**Input records**
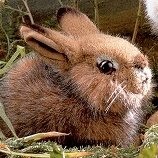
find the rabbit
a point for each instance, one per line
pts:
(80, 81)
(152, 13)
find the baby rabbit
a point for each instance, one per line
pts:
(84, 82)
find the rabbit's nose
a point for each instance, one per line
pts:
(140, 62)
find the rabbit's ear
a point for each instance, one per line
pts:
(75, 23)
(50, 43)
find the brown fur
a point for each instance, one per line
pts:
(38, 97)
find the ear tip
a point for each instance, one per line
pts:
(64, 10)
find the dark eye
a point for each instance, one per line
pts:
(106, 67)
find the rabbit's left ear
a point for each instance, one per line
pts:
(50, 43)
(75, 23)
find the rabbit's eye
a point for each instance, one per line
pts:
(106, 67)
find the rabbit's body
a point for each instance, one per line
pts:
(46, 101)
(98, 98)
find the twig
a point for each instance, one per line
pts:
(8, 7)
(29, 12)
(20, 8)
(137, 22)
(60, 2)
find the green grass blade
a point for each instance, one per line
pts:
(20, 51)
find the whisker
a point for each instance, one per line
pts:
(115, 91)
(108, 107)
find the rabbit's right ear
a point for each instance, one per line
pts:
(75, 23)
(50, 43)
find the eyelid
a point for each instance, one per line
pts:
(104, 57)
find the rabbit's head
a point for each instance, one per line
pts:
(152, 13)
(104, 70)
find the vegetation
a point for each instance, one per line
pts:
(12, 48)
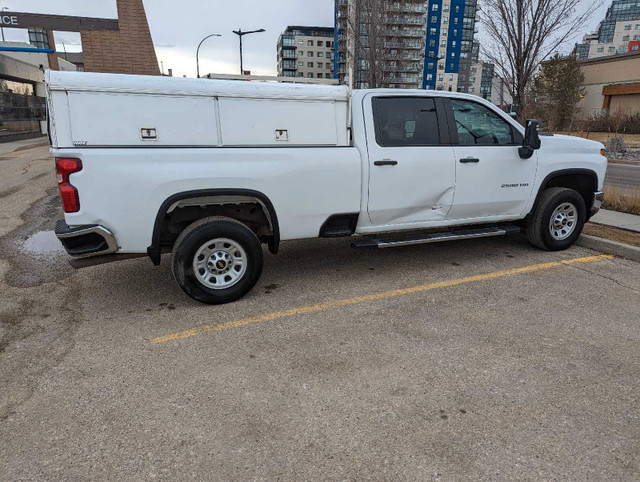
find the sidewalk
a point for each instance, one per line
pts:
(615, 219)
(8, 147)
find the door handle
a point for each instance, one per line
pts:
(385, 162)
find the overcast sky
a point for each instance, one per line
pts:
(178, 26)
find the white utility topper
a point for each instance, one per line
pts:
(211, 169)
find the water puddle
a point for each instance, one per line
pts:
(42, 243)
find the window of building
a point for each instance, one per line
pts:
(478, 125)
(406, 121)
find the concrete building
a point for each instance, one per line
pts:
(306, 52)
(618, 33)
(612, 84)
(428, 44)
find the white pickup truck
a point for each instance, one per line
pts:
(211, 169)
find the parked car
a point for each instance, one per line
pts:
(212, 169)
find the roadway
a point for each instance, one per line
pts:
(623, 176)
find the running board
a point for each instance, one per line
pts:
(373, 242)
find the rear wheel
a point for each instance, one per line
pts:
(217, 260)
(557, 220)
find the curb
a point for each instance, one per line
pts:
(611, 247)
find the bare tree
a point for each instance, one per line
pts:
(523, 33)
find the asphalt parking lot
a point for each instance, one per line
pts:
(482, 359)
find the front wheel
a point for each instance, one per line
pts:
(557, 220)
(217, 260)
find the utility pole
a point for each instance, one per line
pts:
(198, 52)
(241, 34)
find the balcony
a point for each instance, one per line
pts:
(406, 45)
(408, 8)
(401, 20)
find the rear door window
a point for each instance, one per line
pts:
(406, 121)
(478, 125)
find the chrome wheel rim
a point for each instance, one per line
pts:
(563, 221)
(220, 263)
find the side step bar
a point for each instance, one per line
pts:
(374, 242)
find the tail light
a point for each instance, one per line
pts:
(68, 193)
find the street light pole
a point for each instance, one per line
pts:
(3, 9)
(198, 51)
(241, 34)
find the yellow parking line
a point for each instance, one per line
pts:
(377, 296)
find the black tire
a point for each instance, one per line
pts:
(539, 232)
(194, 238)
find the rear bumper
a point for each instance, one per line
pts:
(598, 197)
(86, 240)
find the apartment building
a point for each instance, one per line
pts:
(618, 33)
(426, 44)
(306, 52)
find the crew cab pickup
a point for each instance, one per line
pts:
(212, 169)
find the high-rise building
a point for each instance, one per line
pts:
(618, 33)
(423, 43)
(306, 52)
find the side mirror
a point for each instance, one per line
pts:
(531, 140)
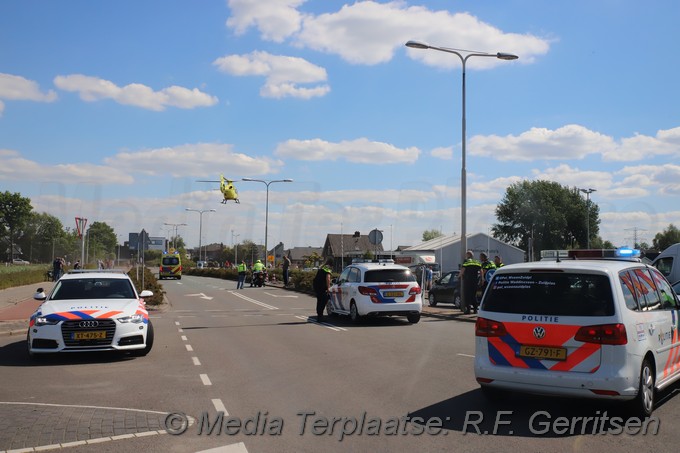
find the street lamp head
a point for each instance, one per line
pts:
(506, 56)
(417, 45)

**Short exercise**
Retype the data above exactly; pictures are not part of the copy.

**Final result**
find the rabbit
a point for each instance, one per line
pts:
(80, 81)
(152, 13)
find the baby rabbit
a point for each instance, one per line
pts:
(84, 82)
find the rabbit's nose
a point for each instance, one per line
pts:
(140, 62)
find the rabbit's ear
a point for each instance, one per line
pts:
(75, 23)
(50, 43)
find the brown fur
a point for each instance, one per line
pts:
(38, 97)
find the ear tip
a point for each instance, one per line
pts:
(64, 10)
find the dark eye
a point for each instance, one per line
pts:
(106, 67)
find the rabbit's left ear
a point for each instance, one per line
pts:
(50, 43)
(75, 23)
find the rabbit's eye
a point for each instance, one per line
pts:
(106, 67)
find the rabbit's body
a point for each instance, one per line
pts:
(46, 101)
(98, 98)
find the twig
a point for each instance, one per line
pts:
(8, 7)
(29, 12)
(20, 8)
(137, 22)
(60, 2)
find the green grass blade
a point for each instance, one per line
pts:
(20, 51)
find the whisker
a point for each instance, one per line
pts:
(115, 91)
(108, 107)
find the rabbit's right ear
a point for each instance, one per line
pts:
(75, 23)
(50, 43)
find the eyelid
a point for each instance, one per line
pts:
(104, 57)
find the rabbit's head
a point for each instance, one per line
pts:
(152, 13)
(104, 70)
find the vegetation
a point for each instance, one per line
pts:
(12, 48)
find the sidewalk
a point for each instance, one per line
pts:
(615, 219)
(8, 147)
find the door handle
a point for each instance, one per line
pts:
(385, 162)
find the overcast sky
a point for each instance, one per line
pts:
(178, 26)
find the white utility topper
a point for each instance, one per line
pts:
(211, 169)
find the water puddle
a point for each instance, one per line
pts:
(42, 243)
find the window of building
a point for each instance, one per line
pts:
(478, 125)
(406, 121)
find the concrete building
a point for each instance, one per line
pts:
(306, 52)
(618, 33)
(612, 84)
(428, 44)
find the white pickup truck
a point for each instance, one per line
pts:
(211, 169)
find the parked car
a point for each instance, one per line
pts:
(212, 169)
find the roadway
a point for each instance, one per line
pts:
(623, 176)
find the running board
a point for each instance, one per line
pts:
(373, 242)
find the rear wheel
a point for each instance, one per line
pts:
(217, 260)
(557, 220)
find the curb
a point for each instance, one per line
pts:
(611, 247)
find the bare tree
a point for each instance, one per line
pts:
(523, 33)
find the asphalt parking lot
a point for each instance, one per line
pts:
(482, 359)
find the front wheel
a point for each instance, one per line
pts:
(557, 220)
(217, 260)
find the utility pole
a point for each instance, one per line
pts:
(198, 52)
(241, 34)
find the balcony
a point for each instance, one per line
pts:
(406, 45)
(408, 8)
(401, 20)
find the rear door window
a point for each instance, one per line
pts:
(406, 121)
(478, 125)
find the chrome wheel rim
a point for each instance, one per line
pts:
(563, 221)
(220, 263)
find the side step bar
a point for each instance, one per line
pts:
(374, 242)
find the tail light
a point for each instance, one per line
pts:
(68, 193)
find the street light pole
a point for each instance, one per line
pts:
(3, 9)
(198, 51)
(241, 34)
find the yellow parking line
a point for each instance, one per line
pts:
(377, 296)
find the black tire
a point for each instance, one per line
pts:
(539, 232)
(194, 238)
find the rear bumper
a point for each instance, one per line
pts:
(598, 197)
(86, 240)
find the apartment building
a point for each instance, one per line
pts:
(618, 33)
(426, 44)
(306, 52)
find the crew cab pickup
a point for each instance, one per line
pts:
(212, 169)
find the high-rise building
a point for each instance, one per line
pts:
(618, 33)
(423, 43)
(306, 52)
find the side mirror
a point for each instance, one per line
pts:
(531, 140)
find the street lamp head
a point for each instance, one per line
pts:
(506, 56)
(417, 45)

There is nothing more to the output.